* [DATA]:
────────────────────────────────────────

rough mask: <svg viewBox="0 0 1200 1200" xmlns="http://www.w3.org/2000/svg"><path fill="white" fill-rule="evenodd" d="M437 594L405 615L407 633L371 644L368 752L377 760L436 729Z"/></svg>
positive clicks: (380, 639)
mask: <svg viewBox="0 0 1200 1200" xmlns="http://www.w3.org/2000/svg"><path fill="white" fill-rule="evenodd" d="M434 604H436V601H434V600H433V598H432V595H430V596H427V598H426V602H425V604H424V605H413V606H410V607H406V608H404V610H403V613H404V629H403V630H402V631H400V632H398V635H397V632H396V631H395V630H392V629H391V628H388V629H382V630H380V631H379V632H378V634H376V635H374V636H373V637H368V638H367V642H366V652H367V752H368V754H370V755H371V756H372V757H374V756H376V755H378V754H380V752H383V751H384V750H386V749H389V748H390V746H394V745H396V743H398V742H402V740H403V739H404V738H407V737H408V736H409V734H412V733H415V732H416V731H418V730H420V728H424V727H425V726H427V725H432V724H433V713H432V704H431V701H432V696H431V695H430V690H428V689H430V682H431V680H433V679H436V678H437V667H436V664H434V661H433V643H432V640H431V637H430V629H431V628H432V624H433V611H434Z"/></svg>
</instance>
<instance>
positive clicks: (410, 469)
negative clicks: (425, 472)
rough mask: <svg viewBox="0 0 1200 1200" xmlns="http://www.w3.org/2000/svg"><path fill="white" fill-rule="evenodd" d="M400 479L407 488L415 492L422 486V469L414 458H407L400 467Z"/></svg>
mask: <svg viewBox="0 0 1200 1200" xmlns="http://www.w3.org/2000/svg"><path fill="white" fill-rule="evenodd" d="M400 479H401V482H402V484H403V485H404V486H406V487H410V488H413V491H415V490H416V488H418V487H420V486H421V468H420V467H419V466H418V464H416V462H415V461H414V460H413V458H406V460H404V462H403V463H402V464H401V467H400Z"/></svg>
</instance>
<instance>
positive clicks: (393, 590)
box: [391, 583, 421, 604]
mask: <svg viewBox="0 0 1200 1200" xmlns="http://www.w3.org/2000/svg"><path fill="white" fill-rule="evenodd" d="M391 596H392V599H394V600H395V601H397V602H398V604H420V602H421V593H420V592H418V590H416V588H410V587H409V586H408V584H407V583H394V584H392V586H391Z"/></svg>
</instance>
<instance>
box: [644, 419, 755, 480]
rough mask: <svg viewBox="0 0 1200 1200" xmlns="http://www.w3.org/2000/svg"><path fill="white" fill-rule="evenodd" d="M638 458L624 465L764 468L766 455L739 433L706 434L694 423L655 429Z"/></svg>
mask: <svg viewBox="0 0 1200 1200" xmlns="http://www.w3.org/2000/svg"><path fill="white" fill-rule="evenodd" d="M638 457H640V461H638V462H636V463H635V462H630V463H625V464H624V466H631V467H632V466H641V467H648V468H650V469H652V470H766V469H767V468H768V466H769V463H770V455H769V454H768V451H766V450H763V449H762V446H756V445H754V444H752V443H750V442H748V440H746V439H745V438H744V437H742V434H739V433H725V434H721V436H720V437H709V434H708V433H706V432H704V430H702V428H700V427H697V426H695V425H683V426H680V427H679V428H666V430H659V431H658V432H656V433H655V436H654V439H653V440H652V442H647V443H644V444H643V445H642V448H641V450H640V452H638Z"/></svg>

────────────────────────────────────────

Print every one of the records above again, reproducing each line character for character.

rough mask: <svg viewBox="0 0 1200 1200" xmlns="http://www.w3.org/2000/svg"><path fill="white" fill-rule="evenodd" d="M437 594L405 615L407 633L371 644L368 752L377 760L436 729Z"/></svg>
positive clicks: (380, 639)
mask: <svg viewBox="0 0 1200 1200" xmlns="http://www.w3.org/2000/svg"><path fill="white" fill-rule="evenodd" d="M434 604H436V601H434V600H433V598H432V595H430V596H427V598H426V602H425V604H424V605H413V606H410V607H406V608H404V610H403V613H404V629H403V630H402V631H400V632H398V635H397V632H396V631H395V630H392V629H391V628H388V629H382V630H380V631H379V632H378V634H376V635H374V636H373V637H368V638H367V642H366V652H367V752H368V754H370V755H371V756H372V757H374V756H376V755H378V754H380V752H383V751H384V750H386V749H389V748H390V746H394V745H396V743H398V742H402V740H403V739H404V738H407V737H408V736H409V734H412V733H415V732H416V731H418V730H420V728H424V727H425V726H427V725H432V724H433V713H432V704H431V701H432V696H431V695H430V690H428V689H430V682H431V680H433V679H436V678H437V667H436V664H434V661H433V643H432V640H431V637H430V629H431V628H432V624H433V611H434Z"/></svg>
</instance>
<instance>
positive clicks: (410, 469)
negative clicks: (425, 472)
rough mask: <svg viewBox="0 0 1200 1200" xmlns="http://www.w3.org/2000/svg"><path fill="white" fill-rule="evenodd" d="M400 479L407 488L415 492L422 486V469L414 458H407L400 467Z"/></svg>
mask: <svg viewBox="0 0 1200 1200" xmlns="http://www.w3.org/2000/svg"><path fill="white" fill-rule="evenodd" d="M400 479H401V482H402V484H403V485H404V486H406V487H410V488H413V491H415V490H416V488H418V487H420V486H421V468H420V467H419V466H418V464H416V462H415V461H414V460H413V458H406V460H404V462H403V463H402V464H401V467H400Z"/></svg>
</instance>
<instance>
positive clicks: (393, 590)
box: [391, 583, 421, 604]
mask: <svg viewBox="0 0 1200 1200" xmlns="http://www.w3.org/2000/svg"><path fill="white" fill-rule="evenodd" d="M391 596H392V599H394V600H395V601H397V602H398V604H420V602H421V593H420V592H418V590H416V588H410V587H409V586H408V584H407V583H394V584H392V586H391Z"/></svg>
</instance>
<instance>
box: [644, 419, 755, 480]
rough mask: <svg viewBox="0 0 1200 1200" xmlns="http://www.w3.org/2000/svg"><path fill="white" fill-rule="evenodd" d="M638 458L624 465L764 468L766 455L739 433L706 434L694 423L655 429Z"/></svg>
mask: <svg viewBox="0 0 1200 1200" xmlns="http://www.w3.org/2000/svg"><path fill="white" fill-rule="evenodd" d="M638 457H640V461H638V462H636V463H635V462H630V463H625V464H624V466H631V467H632V466H641V467H648V468H650V469H652V470H766V469H767V468H768V466H769V463H770V455H769V454H768V451H766V450H763V449H762V446H756V445H754V444H752V443H750V442H748V440H746V439H745V438H744V437H742V434H739V433H725V434H721V436H720V437H709V434H708V433H706V432H704V430H702V428H700V427H697V426H695V425H683V426H680V427H679V428H666V430H659V431H658V432H656V433H655V436H654V439H653V440H652V442H647V443H644V444H643V445H642V448H641V450H640V452H638Z"/></svg>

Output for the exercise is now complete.